## start INPUT

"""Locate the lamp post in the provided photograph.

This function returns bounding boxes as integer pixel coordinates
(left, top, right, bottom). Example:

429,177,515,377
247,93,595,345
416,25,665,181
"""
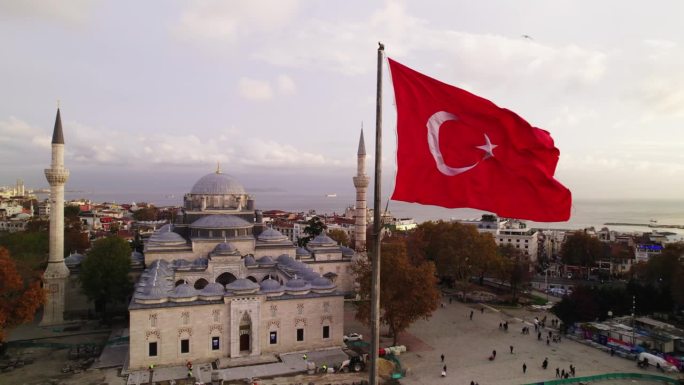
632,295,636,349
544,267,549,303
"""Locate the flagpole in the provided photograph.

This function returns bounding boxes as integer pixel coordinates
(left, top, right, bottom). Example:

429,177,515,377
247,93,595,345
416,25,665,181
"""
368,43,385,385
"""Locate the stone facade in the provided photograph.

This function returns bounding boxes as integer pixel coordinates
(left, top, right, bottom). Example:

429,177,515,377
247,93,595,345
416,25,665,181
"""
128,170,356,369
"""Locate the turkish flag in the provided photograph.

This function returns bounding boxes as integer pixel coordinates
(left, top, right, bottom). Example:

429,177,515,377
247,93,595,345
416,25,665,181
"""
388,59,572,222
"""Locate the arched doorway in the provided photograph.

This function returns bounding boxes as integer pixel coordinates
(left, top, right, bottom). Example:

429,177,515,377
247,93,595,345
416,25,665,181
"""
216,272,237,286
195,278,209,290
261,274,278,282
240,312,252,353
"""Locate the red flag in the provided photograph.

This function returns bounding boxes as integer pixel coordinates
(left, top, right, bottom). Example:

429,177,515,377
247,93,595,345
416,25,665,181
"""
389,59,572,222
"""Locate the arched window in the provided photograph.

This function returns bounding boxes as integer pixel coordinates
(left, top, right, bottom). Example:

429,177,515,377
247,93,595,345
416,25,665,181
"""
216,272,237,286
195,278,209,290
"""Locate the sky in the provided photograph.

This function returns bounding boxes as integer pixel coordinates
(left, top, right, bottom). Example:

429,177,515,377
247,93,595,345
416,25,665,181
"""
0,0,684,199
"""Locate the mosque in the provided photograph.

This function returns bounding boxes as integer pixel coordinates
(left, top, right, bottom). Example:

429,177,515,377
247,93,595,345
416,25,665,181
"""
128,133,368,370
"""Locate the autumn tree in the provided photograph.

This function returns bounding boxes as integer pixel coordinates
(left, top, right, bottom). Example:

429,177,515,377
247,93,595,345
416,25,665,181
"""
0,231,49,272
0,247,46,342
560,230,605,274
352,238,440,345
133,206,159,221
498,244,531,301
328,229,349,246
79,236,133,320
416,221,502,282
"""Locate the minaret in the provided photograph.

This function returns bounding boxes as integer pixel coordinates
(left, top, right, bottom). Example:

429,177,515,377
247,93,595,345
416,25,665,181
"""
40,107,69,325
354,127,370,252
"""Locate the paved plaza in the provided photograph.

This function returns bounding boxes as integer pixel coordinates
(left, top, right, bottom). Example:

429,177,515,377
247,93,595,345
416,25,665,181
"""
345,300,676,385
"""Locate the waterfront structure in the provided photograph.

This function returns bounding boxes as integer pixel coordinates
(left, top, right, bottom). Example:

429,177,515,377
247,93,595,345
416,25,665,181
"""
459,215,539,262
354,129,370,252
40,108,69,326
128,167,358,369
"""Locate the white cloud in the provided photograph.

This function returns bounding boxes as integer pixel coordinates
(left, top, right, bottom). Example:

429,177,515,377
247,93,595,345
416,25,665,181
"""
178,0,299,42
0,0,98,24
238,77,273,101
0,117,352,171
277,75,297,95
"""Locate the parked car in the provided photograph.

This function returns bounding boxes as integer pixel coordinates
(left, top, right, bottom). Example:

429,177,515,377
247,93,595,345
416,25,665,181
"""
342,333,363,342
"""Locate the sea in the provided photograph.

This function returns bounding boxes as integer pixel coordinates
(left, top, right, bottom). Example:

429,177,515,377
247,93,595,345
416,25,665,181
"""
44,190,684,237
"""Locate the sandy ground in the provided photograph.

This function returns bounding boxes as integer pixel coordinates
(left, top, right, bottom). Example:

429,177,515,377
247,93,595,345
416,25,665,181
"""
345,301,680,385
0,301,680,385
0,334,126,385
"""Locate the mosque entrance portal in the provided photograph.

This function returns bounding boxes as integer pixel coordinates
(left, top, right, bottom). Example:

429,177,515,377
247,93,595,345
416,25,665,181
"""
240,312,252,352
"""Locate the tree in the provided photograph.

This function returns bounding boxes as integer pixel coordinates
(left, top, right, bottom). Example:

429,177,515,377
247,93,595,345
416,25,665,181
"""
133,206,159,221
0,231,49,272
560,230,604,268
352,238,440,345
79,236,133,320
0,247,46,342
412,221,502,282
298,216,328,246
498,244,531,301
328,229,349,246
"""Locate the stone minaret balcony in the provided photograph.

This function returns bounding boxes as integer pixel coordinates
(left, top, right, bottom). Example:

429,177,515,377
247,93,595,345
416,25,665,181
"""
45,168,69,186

## end INPUT

§ PROBLEM TO WORK ON
Rewrite the lines above as a numbered list, from the first line through the line containing "388,59,572,222", with both ends included. Omit blank lines and leave out the pictures.

§ TASK RESPONSE
1. """Locate the lamp post in the provided photograph.
2. This function returns bounding boxes as integer pixel coordinates
3. (left, top, right, bottom). Example:
4. 429,177,515,377
5. 247,93,595,345
6. 416,25,665,181
7. """
8. 632,295,636,349
9. 544,267,549,303
10. """Locate the flagpole in the provided photograph.
11. This function returns bounding boxes as integer pixel coordinates
12. (left, top, right, bottom). Example:
13. 429,177,515,377
14. 247,93,595,345
15. 416,25,665,181
16. """
17. 368,43,385,385
18. """Locate the stone facade in the provided photograph.
19. This function returns bounding boxes as integer pixel coordinates
20. (left, top, right, bottom). Example:
21. 429,177,515,377
22. 247,93,595,345
23. 416,25,665,181
24. """
25. 128,170,356,369
26. """Locate the turkish flag in the provided photograph.
27. This function returns bounding boxes as integer pixel coordinates
28. (left, top, right, bottom). Example:
29. 429,177,515,377
30. 247,93,595,345
31. 416,25,665,181
32. """
33. 388,59,572,222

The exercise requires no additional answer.